From the records below, copy every line that contains the word "white".

* BEGIN Available data *

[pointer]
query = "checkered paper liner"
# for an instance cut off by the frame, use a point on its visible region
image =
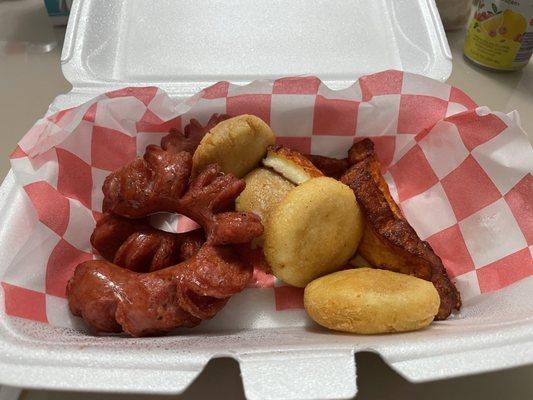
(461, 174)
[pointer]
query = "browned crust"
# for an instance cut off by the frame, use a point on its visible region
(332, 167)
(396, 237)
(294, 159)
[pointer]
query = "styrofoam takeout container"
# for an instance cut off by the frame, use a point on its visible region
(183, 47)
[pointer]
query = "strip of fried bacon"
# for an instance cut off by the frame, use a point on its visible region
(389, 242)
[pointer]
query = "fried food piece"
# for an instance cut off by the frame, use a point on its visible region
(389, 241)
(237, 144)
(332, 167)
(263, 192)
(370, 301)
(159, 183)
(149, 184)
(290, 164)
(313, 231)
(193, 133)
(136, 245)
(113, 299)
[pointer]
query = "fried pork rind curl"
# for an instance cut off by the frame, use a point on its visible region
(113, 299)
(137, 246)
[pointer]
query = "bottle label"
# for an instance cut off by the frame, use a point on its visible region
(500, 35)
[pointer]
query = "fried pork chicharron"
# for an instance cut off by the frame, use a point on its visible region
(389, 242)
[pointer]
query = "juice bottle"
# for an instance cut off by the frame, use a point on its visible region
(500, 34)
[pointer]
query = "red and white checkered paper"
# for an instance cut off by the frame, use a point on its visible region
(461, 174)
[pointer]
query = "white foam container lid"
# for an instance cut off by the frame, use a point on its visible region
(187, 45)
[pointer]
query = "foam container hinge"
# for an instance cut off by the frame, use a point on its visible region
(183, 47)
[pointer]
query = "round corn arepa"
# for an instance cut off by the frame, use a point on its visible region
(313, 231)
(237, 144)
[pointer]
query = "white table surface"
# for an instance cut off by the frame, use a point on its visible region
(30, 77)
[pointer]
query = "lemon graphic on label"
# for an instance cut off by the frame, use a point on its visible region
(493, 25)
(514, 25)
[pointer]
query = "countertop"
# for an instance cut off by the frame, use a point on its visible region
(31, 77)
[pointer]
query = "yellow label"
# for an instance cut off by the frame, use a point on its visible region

* END Available data *

_Answer to the exercise_
query = "red and white checkered paper"
query = "white foam container lid"
query = "white table surface"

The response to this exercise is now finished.